• EXERCISE DESCRIPTION
Rewrite every item below with "Give" in place of each "Return", changing nothing else.

━━ DATA ROWS ━━

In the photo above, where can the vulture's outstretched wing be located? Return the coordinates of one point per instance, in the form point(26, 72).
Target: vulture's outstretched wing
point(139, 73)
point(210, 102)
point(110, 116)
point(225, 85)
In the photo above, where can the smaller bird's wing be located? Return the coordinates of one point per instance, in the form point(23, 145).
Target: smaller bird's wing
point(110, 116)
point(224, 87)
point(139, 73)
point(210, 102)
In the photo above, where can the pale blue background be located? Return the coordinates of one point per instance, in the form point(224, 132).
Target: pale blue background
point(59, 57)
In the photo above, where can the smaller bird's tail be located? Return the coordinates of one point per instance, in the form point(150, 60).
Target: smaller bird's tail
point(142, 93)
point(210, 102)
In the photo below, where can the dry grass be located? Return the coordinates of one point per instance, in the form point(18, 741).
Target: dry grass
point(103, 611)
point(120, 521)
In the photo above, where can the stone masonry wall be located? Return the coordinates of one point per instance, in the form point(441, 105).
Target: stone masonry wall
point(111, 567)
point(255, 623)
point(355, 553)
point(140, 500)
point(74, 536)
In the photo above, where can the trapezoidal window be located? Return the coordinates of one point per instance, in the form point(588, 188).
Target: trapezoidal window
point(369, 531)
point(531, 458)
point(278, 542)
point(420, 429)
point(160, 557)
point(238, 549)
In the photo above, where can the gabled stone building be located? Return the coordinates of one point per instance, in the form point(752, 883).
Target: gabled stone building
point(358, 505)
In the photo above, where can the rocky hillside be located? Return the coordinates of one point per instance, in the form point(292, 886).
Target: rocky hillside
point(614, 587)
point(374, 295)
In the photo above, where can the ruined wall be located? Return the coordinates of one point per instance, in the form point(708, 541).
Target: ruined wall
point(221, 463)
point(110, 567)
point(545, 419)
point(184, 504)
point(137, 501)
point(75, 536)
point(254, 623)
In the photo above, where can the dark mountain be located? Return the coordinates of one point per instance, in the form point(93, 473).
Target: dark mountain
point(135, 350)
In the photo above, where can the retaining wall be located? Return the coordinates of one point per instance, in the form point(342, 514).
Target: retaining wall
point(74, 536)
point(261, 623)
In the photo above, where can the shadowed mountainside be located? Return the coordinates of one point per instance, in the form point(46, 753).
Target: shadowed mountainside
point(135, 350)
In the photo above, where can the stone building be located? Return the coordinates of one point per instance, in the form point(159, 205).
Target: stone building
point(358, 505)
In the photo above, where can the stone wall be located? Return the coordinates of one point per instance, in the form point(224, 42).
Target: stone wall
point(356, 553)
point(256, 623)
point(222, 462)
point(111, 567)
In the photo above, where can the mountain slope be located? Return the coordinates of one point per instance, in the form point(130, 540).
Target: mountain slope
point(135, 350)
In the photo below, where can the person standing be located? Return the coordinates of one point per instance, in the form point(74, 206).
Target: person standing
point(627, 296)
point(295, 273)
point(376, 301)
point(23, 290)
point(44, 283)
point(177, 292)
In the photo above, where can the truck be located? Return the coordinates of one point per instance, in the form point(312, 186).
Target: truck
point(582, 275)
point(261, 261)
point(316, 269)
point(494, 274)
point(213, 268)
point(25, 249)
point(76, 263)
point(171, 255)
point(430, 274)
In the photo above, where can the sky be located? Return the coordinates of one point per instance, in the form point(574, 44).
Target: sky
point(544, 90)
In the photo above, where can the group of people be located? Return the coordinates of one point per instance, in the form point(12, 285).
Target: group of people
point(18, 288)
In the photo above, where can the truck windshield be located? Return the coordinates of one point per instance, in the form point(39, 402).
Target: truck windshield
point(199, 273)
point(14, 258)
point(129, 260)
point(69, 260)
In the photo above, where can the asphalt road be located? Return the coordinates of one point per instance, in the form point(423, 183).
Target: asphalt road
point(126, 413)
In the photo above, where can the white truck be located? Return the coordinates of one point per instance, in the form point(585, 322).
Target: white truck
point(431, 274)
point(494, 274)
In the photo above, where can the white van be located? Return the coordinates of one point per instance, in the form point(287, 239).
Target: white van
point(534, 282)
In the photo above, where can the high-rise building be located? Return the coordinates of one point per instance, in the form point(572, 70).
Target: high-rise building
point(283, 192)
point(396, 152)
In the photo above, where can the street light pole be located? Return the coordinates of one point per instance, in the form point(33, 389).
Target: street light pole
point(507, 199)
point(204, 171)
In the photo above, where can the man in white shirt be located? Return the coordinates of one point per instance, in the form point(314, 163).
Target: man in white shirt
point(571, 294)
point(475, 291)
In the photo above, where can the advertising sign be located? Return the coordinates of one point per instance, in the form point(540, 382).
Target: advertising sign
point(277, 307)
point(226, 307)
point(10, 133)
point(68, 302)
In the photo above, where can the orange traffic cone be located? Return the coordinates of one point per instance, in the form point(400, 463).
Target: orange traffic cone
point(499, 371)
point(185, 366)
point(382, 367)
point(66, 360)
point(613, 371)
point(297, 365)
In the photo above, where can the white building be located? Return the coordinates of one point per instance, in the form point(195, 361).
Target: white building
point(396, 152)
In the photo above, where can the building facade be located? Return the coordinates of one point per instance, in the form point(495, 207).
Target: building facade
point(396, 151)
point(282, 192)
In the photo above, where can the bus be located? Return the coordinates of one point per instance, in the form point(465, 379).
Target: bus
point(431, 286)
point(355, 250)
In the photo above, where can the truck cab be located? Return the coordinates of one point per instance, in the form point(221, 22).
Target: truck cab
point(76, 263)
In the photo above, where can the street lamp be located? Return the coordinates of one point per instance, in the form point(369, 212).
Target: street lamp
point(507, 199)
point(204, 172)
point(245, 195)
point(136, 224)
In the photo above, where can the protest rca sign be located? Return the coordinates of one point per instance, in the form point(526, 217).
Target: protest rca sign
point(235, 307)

━━━

• ANSWER TO THIS TASK
In the photo above, where can the vulture's outstretched wing be located? Give the coordinates of one point per instance, in the form point(26, 72).
Target: vulture's outstretched wing
point(139, 73)
point(210, 102)
point(110, 116)
point(225, 85)
In the photo above, where can the smaller bird's wing be located? Give the coordinates of one point per instance, in the form point(23, 145).
Target: smaller bird's wing
point(110, 116)
point(224, 87)
point(139, 73)
point(210, 102)
In the photo above, where can the pale blue background be located? Give the coordinates of one point per instance, in the form point(224, 132).
Target: pale blue background
point(59, 57)
In the photo above, where can the smaller bird's tail be located? Give the coordinates of one point per instance, in the form point(150, 60).
Target: smaller bird's tail
point(142, 93)
point(210, 102)
In the photo below, where can the dry grass be located? Give the coordinates of one point per instance, in the form point(18, 741).
Target: dry grass
point(103, 611)
point(120, 521)
In the photo above, where can the stone masonry wall be located? Give the coordinates of one point per instance, in the form point(441, 105).
Target: stone masonry wall
point(111, 567)
point(255, 623)
point(355, 553)
point(140, 500)
point(74, 536)
In the photo above, where can the trapezoidal window be located? Give the coordinates of one point per instance, in the form point(588, 188).
Target: trapezoidal window
point(369, 531)
point(531, 458)
point(278, 542)
point(420, 429)
point(160, 557)
point(238, 549)
In the photo above, where can the gabled stone building be located? Give the coordinates of one point per instance, in the form point(752, 883).
Target: gabled stone building
point(358, 505)
In the photo above, where can the rocky hillside be located? Give the coordinates of one point per instance, in the form point(292, 886).
Target: rocky hillside
point(614, 587)
point(374, 295)
In the photo above, where can the ruined wall be located? Give the coordinates of one point per instance, in the form point(708, 541).
Target: ruined wall
point(221, 463)
point(110, 567)
point(545, 419)
point(184, 504)
point(137, 501)
point(75, 536)
point(254, 623)
In the photo above, where can the dark mountain be located? Give the coordinates of one point per instance, in the form point(93, 473).
Target: dark mountain
point(135, 350)
In the photo above, where can the retaining wall be located? Give the coordinates of one point per instance, in the form point(342, 514).
Target: retaining wall
point(74, 536)
point(261, 623)
In the photo above, where can the shadowed mountainside be located? Give the coordinates of one point per instance, in the form point(46, 753).
Target: shadowed mountainside
point(135, 350)
In the photo above, where can the stone building be located? Give the coordinates of one point per instance, in the form point(159, 205).
Target: stone building
point(358, 505)
In the photo above, where can the stone wall be located? Give the coordinates of one point per instance, in the form point(224, 42).
Target: stone wall
point(356, 553)
point(256, 623)
point(222, 462)
point(111, 567)
In the photo above, where can the mountain slope be located? Give the coordinates of one point per instance, in the form point(130, 540).
Target: mountain slope
point(135, 350)
In the photo below, where can the person standing be located? Give the coordinates of one point per instance, in the form point(74, 206).
Target: person standing
point(627, 296)
point(295, 273)
point(376, 301)
point(23, 290)
point(44, 283)
point(177, 292)
In the photo above, where can the truck be located? Give the coordinates of one point per instance, in the form point(312, 186).
Target: truck
point(582, 275)
point(261, 261)
point(316, 269)
point(494, 274)
point(213, 268)
point(25, 249)
point(76, 263)
point(171, 255)
point(430, 274)
In the photo above, where can the sky be located? Give the coordinates of one point per instance, in the form point(574, 44).
Target: sky
point(544, 90)
In the photo above, where can the group of people be located? Give the coordinates of one point per instance, in the form point(12, 285).
Target: group of people
point(18, 288)
In the photo above, where can the truck windshield be located? Give the coordinates of one point per instance, in the form point(39, 402).
Target: truck windshield
point(199, 273)
point(14, 258)
point(129, 260)
point(69, 260)
In the photo above, where can the asphalt road be located? Give the coordinates of one point per instance, in the form point(423, 183).
Target: asphalt road
point(126, 413)
In the photo above, where can the white truck be located? Give the coordinates of one point per instance, in the form point(585, 322).
Target: white truck
point(431, 274)
point(494, 274)
In the photo above, where can the white van be located? Give the coordinates of one point per instance, in the form point(287, 239).
Target: white van
point(534, 282)
In the photo above, where can the high-rise building be located? Give the coordinates of one point per instance, in the form point(572, 70).
Target: high-rise building
point(283, 192)
point(396, 152)
In the photo above, where can the street light pole be located? Give the coordinates of one point per instance, in the form point(33, 389).
Target: street light pole
point(507, 199)
point(204, 171)
In the photo above, where can the man in white shirt be located? Give the coordinates of one point per instance, in the form point(314, 163).
Target: man in white shirt
point(571, 294)
point(475, 291)
In the photo above, where can the advertising sign be located? Give the coordinates of one point per instance, in the form point(540, 382).
Target: advertising sign
point(277, 307)
point(226, 307)
point(10, 133)
point(68, 302)
In the photo above, where can the orange traffic cone be located? Give the coordinates of one point per instance, in the form point(400, 463).
Target: orange traffic cone
point(499, 371)
point(185, 366)
point(382, 367)
point(66, 360)
point(613, 371)
point(297, 365)
In the photo above, where can the white building be located? Give the coordinates of one point per instance, in the form point(195, 361).
Target: white building
point(396, 152)
In the photo above, where can the building facade be located? Give the coordinates of one point per instance, in the form point(495, 207).
Target: building facade
point(396, 151)
point(282, 192)
In the photo above, where can the bus be located? Give the coordinates of one point per instance, in the form point(465, 379).
Target: bus
point(431, 286)
point(355, 250)
In the photo above, where can the truck cab be located? Give the coordinates of one point per instance, in the form point(221, 22).
Target: truck cab
point(76, 263)
In the photo above, where can the street lamp be located? Give the coordinates of one point per instance, in the form point(369, 212).
Target: street lamp
point(507, 199)
point(204, 172)
point(245, 195)
point(136, 224)
In the photo above, where can the protest rca sign be located? Give the coordinates of one point per instance, in the form point(526, 217).
Target: protest rca sign
point(235, 307)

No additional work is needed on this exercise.